INFORMATION SUPPLIED:
....

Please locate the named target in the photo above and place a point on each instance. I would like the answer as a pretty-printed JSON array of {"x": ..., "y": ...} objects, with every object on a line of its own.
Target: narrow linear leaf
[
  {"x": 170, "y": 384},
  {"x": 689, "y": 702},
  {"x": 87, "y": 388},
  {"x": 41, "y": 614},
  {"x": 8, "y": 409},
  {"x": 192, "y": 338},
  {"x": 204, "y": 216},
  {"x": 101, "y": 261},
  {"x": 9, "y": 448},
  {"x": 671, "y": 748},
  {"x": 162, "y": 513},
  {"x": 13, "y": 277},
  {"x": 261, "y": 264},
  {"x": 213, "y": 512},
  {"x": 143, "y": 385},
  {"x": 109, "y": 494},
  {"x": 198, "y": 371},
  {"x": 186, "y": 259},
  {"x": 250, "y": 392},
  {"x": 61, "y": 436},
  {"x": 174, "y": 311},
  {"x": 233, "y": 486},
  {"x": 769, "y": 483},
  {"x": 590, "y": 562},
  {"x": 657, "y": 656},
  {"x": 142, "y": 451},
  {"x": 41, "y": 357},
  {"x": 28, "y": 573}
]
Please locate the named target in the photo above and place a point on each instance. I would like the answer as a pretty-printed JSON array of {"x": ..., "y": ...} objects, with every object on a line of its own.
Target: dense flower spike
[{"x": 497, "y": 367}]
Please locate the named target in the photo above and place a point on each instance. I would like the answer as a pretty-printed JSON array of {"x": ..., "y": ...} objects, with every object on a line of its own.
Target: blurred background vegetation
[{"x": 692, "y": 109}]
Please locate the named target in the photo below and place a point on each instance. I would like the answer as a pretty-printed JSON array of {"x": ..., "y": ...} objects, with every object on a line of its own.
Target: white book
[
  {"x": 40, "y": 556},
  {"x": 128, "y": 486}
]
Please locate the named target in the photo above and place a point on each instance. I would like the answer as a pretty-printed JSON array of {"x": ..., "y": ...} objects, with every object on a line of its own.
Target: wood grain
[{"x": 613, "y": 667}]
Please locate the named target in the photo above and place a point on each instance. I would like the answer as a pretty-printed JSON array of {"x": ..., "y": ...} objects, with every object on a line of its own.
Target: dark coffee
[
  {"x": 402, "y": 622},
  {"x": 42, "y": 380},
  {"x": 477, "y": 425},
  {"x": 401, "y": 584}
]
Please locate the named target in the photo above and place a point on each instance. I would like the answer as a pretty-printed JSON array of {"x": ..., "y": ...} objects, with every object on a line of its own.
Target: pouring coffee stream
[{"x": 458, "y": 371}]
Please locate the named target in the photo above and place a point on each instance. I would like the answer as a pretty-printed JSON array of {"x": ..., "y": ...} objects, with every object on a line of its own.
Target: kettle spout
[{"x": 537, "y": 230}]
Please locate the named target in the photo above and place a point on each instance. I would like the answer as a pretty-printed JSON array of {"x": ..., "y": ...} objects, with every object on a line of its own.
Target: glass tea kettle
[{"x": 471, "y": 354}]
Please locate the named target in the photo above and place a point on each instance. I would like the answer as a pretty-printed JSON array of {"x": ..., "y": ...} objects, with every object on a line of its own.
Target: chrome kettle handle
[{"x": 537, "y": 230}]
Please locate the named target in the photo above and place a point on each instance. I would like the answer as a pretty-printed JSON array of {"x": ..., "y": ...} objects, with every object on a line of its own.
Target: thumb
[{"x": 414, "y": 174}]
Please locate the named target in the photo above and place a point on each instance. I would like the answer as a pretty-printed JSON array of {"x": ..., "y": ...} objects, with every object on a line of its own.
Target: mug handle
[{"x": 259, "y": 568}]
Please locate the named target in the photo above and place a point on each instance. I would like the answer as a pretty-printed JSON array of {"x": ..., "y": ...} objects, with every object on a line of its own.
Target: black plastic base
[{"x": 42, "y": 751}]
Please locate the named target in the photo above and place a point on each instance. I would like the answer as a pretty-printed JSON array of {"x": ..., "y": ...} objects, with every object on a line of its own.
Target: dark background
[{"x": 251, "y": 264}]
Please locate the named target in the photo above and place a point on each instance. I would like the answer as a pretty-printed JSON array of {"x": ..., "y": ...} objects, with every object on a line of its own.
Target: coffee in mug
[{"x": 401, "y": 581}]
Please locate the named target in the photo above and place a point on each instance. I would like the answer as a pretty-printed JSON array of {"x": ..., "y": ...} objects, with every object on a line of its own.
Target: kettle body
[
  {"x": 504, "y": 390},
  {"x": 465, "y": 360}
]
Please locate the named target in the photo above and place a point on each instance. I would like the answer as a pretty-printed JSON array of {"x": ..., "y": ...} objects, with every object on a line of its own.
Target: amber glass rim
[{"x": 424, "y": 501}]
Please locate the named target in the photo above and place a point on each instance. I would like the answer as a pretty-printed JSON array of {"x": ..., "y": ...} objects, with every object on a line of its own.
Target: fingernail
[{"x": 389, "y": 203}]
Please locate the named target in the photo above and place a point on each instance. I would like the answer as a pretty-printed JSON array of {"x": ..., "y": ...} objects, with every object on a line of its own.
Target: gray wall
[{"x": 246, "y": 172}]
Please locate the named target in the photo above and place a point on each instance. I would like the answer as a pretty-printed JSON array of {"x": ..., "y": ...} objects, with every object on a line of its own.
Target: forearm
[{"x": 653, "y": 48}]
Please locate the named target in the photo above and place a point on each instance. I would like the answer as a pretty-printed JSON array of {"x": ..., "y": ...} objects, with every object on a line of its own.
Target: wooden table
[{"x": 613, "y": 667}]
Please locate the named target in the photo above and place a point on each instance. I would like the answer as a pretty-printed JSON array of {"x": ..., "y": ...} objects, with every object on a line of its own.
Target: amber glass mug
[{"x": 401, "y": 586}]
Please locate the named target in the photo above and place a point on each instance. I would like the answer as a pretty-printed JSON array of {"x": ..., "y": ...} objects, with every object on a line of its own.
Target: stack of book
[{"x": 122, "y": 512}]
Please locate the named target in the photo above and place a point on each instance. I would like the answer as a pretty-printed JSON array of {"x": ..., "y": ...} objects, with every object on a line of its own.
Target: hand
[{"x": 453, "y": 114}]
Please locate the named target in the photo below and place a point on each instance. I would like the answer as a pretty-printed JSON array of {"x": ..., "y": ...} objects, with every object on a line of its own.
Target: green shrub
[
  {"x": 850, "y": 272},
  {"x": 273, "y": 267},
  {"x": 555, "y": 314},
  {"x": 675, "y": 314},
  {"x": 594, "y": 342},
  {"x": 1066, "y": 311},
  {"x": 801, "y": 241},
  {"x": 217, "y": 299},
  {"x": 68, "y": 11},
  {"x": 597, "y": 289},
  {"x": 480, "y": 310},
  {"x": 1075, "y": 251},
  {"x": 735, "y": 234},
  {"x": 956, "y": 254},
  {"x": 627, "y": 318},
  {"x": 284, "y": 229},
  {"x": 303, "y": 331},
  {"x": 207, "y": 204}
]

....

TASK GOAL: Identify every line in the data above that contains the word "coffee", and copy each of those lines in full.

EXERCISE SOLUTION:
Target: dark coffee
Target: pouring coffee stream
Target: coffee in mug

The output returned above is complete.